Four UGA faculty and professionals have received Fulbright Awards for international study.
S. Mark Tompkins, an associate professor in the College of Veterinary Medicine, will travel to Australia as a Fulbright senior scholar, while Bryan McCullick, a professor in the College of Education, currently is serving as a Fulbright specialist in Ireland. Rebeca Giselle de Jesús Crespo, a doctoral student in the Odum School of Ecology, will work in Costa Rica. Colleen P. Larson, an education abroad adviser in the Office of International Education participated in an administrators’ program in Japan.
“The Fulbright Fellowship is one of the most prestigious international exchange awards, and I congratulate the award winners on this honor,” said Kavita Pandit, associate provost for international education. “Their participation in the Fulbright program builds and extends UGA’s international relationships and networks.”

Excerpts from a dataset
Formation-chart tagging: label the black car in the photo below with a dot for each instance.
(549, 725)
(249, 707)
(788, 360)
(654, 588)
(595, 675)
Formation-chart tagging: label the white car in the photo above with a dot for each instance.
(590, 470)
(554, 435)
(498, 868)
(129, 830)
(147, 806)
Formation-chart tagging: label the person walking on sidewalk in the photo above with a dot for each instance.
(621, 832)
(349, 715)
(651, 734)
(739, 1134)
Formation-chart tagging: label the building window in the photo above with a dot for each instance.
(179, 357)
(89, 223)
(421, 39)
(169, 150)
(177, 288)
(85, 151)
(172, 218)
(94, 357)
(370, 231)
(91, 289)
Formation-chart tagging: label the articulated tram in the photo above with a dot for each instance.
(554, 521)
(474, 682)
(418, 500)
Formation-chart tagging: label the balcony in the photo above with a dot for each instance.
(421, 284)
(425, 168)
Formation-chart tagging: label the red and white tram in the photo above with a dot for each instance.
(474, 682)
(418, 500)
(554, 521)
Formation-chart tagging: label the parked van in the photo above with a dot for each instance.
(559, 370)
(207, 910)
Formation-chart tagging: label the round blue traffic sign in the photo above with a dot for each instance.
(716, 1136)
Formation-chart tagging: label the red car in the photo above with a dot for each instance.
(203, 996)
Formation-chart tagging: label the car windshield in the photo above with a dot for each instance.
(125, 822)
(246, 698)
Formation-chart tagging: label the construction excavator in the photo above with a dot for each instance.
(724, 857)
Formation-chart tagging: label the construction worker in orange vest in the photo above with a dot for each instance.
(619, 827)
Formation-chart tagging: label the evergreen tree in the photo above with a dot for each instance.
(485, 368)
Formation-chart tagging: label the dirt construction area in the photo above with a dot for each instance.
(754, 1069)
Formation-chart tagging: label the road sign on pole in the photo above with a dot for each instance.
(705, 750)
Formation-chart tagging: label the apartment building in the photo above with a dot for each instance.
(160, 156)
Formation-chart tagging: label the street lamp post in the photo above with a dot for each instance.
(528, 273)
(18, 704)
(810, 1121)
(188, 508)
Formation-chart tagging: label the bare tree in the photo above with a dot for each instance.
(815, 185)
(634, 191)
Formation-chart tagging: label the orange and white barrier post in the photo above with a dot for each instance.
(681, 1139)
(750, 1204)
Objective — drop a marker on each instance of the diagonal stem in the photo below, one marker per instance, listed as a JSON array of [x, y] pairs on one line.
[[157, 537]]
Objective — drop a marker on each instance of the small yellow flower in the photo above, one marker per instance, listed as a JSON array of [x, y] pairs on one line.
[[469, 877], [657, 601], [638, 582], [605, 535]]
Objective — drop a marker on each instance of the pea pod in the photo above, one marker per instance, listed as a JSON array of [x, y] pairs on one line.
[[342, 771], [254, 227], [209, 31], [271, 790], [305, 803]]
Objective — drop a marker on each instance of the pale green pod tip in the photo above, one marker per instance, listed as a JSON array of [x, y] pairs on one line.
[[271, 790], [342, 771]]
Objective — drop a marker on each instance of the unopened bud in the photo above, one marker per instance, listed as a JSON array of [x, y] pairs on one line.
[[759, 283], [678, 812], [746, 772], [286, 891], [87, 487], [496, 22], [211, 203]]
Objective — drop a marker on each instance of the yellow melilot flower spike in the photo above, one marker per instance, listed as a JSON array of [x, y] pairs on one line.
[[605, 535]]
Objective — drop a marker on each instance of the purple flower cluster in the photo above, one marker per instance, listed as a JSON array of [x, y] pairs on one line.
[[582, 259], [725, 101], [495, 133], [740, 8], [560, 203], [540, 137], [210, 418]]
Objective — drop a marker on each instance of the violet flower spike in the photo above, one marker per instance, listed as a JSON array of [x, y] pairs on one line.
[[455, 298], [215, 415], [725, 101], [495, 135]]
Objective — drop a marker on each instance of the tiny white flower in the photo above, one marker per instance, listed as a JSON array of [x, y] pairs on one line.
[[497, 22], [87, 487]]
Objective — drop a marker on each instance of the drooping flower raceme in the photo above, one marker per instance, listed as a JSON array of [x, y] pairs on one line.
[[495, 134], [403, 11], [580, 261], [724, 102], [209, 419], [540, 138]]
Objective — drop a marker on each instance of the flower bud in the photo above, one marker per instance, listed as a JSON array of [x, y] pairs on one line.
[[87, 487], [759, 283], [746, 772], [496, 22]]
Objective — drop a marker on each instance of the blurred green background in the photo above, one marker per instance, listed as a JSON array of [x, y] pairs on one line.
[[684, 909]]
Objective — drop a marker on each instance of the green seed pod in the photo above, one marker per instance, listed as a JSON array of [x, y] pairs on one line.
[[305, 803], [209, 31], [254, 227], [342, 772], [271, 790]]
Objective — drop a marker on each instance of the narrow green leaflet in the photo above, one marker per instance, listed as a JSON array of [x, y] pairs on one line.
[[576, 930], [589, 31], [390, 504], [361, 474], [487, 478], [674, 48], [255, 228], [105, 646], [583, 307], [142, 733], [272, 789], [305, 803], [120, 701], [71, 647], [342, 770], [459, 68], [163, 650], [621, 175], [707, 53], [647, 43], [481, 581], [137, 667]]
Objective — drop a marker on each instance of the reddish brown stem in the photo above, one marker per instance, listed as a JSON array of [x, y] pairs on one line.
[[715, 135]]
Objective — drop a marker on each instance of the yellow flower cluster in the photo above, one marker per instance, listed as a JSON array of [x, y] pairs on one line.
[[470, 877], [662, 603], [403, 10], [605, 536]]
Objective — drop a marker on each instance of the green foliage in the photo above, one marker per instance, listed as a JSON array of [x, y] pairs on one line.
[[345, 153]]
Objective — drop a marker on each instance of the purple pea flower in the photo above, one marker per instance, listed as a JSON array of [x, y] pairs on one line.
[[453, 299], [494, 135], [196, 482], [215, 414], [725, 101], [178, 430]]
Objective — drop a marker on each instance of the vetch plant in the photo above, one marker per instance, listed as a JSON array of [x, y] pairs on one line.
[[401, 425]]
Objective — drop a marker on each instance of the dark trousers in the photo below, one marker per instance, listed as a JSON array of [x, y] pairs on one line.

### Work instruction A
Summarize the text on UGA's Fulbright Award recipients in two sentences.
### Work instruction B
Take the text on UGA's Fulbright Award recipients further, continuing from its last sentence.

### Answer box A
Four UGA faculty and professionals have received Fulbright Awards for international study: S. Mark Tompkins will go to Australia as a senior scholar, Bryan McCullick is serving as a specialist in Ireland, Rebeca Giselle de Jesús Crespo will work in Costa Rica, and Colleen P. Larson took part in an administrators' program in Japan. Kavita Pandit, associate provost for international education, congratulated the winners and said their participation builds and extends UGA's international relationships and networks.

### Answer box B
Beginning in August, Tompkins will serve six months in Geelong, where he will work with the Australian Animal Health Labs, a division
of the -Commonwealth Scientific and Industrial Research Organization, which is Australia’s national science agency. Tompkins will focus on collaborative developments of therapeutic drugs for Hendra and Nipah viruses.
McCullick is in Dublin, working with the Gaelic Athletic Association, to advise and assist officials with the development of a curriculum for their new coach education framework, the Coach10 Model. McCullick will help establish how the GAA can best develop an integrated delivery of the national coach education and physical education curriculum as well as assist in developing methods of engaging teachers with the GAA.
De Jesús Crespo’s graduate research is a collaboration with the Rainforest Alliance, an international, nongovernmental environmental organization, and UGA’s Integrative Conservation Ph.D. Program in the ecology school. The goal of her research is to develop stream-monitoring protocols that can assess the impact of the Rainforest Alliance’s certification program on the health of streams that flow into coffee plantations.
Larson attended the U.S.-Japan International Education Administrators Seminar in June. Larson supports more than 2,000 UGA students studying abroad annually, including outbound participants in the UGA student exchange programs, scholarships and training for faculty program directors.